SET PROBLEM A
How would you render this sentence from the account of the Victorian colonial navy in French: "Victoria was sold to the West Australian Government in 1896."
SET PROBLEM B
In the account of the Victorian colonial navy, what armament was Fawkner fitted with?
SET PROBLEM C
Resume the account of the Victorian colonial navy, picking up right after its final sentence.

TEXT TO READ

Victorian Naval expenditure in 1865 was £7,743, which rose to £17,135 by 1875. This did not allow for the £73,520 towards the cost of Cerberus and £28,520 for Nelson. The naval strength was then 20 officers, 284 petty officers and seamen, and 40 boy seamen. Naval Reserve strength mustered aboard Nelson for shot and shell practice in 1883 was 216 officers and men.
The next year the first class torpedo boat Childers joined the fleet, armed with four torpedoes for releasing over the side by dropping gear, and two Hotchkiss guns. The same year the steam hoppers Batman and Fawkner of the Melbourne Harbour Trust were added to the fleet as auxiliaries. Batman mounted a 14-ton gun and two Nordenfelts, while Fawkner was fitted with a 4-ton gun and two Gatlings.
The fleet in 1889 consisted of Nelson, Cerberus, Batman, Fawkner, Childers, Nepean, Lonsdale, Victoria, Albert, Gordon, Commissioner, Lion, Gannet and Lady Loch. Nepean and Lonsdale were second class torpedo boats each armed with two Whitehead and two spar torpedoes. The gunboat Albert was of 350 tons displacement with 400 IHP engines driving her at 10 knots. She was built of steel with a turtle deck and a bridge deck amidships enclosing the engines. She was armed with a 12.5 ton 8 inch gun forward and a 4.5 ton breechloader aft. She also mounted two 9 pdrs. and two Nordenfelt machineguns.
The larger vessel, Victoria, was 530 tons and mounted one 10 inch gun, two 12 pdrs. and two Nordenfelts. Both gunboats were meant for harbour defence and behaved very badly in rough weather, or indeed, with any sea running at all. Victoria was sold to the West Australian Government in 1896.

RECORDS
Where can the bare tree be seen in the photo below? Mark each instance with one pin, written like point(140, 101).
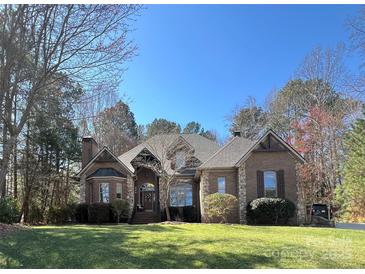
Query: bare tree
point(43, 44)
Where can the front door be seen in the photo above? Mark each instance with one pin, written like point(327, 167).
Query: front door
point(148, 200)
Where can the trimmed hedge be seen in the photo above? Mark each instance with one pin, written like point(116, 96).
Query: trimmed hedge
point(182, 214)
point(59, 215)
point(219, 207)
point(120, 210)
point(270, 211)
point(81, 213)
point(99, 213)
point(9, 210)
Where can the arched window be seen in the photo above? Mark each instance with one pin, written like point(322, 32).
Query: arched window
point(270, 184)
point(181, 194)
point(147, 187)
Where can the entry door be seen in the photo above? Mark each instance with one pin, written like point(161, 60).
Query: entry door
point(148, 200)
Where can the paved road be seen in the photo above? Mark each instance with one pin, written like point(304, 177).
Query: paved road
point(350, 226)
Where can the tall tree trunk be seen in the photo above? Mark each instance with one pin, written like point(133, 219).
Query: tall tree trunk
point(15, 159)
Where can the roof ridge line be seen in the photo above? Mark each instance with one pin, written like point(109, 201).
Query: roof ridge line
point(219, 150)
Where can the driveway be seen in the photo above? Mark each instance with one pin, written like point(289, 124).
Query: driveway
point(350, 226)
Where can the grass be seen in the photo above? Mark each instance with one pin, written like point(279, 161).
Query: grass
point(182, 246)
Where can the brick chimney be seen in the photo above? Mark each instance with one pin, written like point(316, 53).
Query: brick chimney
point(89, 149)
point(236, 133)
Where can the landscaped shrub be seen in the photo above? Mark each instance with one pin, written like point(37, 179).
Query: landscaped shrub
point(9, 210)
point(35, 215)
point(219, 207)
point(120, 209)
point(270, 211)
point(81, 213)
point(182, 214)
point(99, 213)
point(59, 215)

RESPONSE A
Le Victoria fut vendu au gouvernement de l'Australie-Occidentale en 1896.

RESPONSE B
A 4-ton gun and two Gatlings.

RESPONSE C
The Customs steam launch Lion and the Harbour Trust launch Commissioner, when operating with the Victoria Navy, each carried two Whitehead torpedoes. The Harbour Trust tug Gannet mounted a 14 ton gun and two Gatlings. Lady Loch was built for the Department of Trade and Customs, and as a Victorian Navy vessel mounted a 4 ton gun and two Nordenfelts.
Gordon was a turnabout torpedo launch armed with two Whitehead torpedoes and a Nordenfelt. There was also Pharos, a composite auxiliary screw steamer built at Williamstown in 1865. She was brigantine rigged and built for survey purposes but was found to be totally unsuitable, and the old Colonial Victoria was recommissioned from reserve. Pharos was chiefly used for laying buoys and carrying stores to lighthouses and telegraph stations. She was sold out of Government service and was used as a tug and excursion steamer before finishing her life as a hulk. The Government tugs Bendigo and George Rennie, both sidewheel paddle steamers, also operated with the Victorian Navy for varying periods.